» **EXERCISE PROMPT**: Please list each line of the data below that contains the word "window".

────────────────

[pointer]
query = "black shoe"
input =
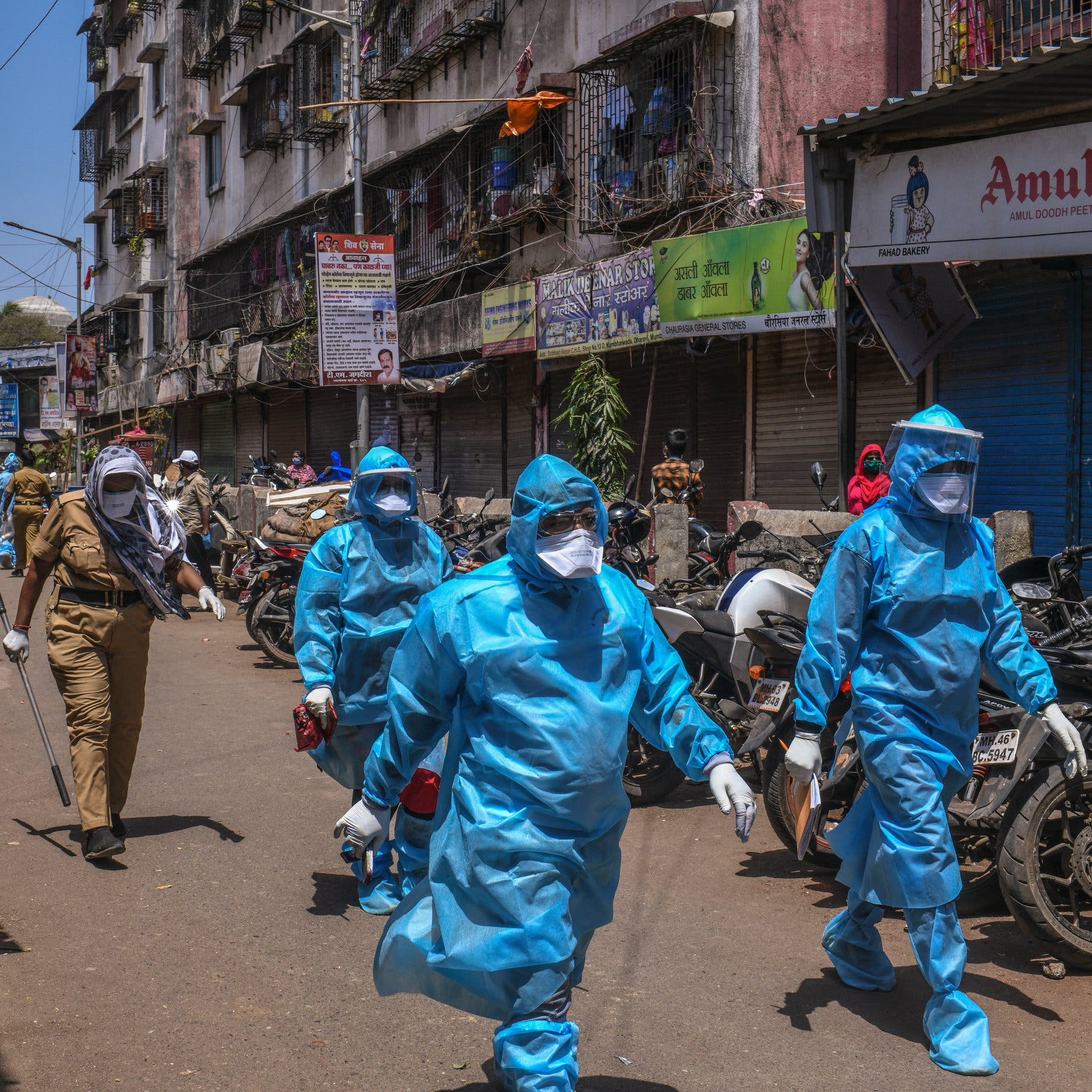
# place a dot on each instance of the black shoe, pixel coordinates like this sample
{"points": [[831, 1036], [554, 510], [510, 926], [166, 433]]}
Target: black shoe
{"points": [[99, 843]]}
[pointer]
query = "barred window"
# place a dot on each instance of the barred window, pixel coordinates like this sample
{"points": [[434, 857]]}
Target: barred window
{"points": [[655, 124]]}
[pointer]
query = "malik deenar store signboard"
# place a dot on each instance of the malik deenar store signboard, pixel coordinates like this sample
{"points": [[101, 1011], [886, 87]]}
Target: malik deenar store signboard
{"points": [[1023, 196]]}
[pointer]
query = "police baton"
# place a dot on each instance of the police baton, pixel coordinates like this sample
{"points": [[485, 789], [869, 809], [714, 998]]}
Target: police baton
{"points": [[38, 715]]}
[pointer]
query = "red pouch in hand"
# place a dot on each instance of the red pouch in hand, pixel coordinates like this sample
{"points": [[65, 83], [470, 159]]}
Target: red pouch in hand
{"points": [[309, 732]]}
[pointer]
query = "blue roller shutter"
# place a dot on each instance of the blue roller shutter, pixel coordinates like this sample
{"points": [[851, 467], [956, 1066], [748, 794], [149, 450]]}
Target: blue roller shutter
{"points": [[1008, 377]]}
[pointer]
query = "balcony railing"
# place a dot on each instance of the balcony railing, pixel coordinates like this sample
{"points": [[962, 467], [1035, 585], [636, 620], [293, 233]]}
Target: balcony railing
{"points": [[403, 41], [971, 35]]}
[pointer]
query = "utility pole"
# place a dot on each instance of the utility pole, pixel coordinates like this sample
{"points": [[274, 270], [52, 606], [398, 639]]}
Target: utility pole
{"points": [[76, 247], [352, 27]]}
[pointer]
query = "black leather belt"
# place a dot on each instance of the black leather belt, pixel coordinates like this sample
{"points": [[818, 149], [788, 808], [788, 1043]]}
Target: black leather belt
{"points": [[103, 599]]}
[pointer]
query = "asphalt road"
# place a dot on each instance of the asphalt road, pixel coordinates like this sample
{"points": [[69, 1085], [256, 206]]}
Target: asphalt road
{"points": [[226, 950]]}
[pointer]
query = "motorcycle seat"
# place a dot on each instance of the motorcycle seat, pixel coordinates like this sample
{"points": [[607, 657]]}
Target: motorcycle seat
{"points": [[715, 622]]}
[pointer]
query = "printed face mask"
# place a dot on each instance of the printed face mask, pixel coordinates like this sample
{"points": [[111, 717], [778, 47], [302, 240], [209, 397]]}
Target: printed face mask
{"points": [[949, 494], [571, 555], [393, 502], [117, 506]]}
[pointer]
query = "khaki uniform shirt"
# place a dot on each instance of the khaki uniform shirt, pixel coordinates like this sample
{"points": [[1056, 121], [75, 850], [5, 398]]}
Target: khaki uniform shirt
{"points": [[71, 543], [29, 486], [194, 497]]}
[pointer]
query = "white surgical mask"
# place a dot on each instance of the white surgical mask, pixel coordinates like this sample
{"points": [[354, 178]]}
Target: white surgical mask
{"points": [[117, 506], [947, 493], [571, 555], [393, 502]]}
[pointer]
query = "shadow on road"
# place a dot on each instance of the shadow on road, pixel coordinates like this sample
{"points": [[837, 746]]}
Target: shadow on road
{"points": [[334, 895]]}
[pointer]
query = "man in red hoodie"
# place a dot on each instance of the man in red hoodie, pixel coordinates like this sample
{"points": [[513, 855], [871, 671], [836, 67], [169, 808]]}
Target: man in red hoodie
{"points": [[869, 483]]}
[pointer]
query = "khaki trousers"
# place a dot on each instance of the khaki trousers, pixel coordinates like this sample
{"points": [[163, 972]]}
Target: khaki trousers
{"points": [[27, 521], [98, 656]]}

────────────────

» **SOLUTION BELOW**:
query = "barred window"
# place a dot on each instance of the barred window, pixel coordinates like this sample
Target: barred window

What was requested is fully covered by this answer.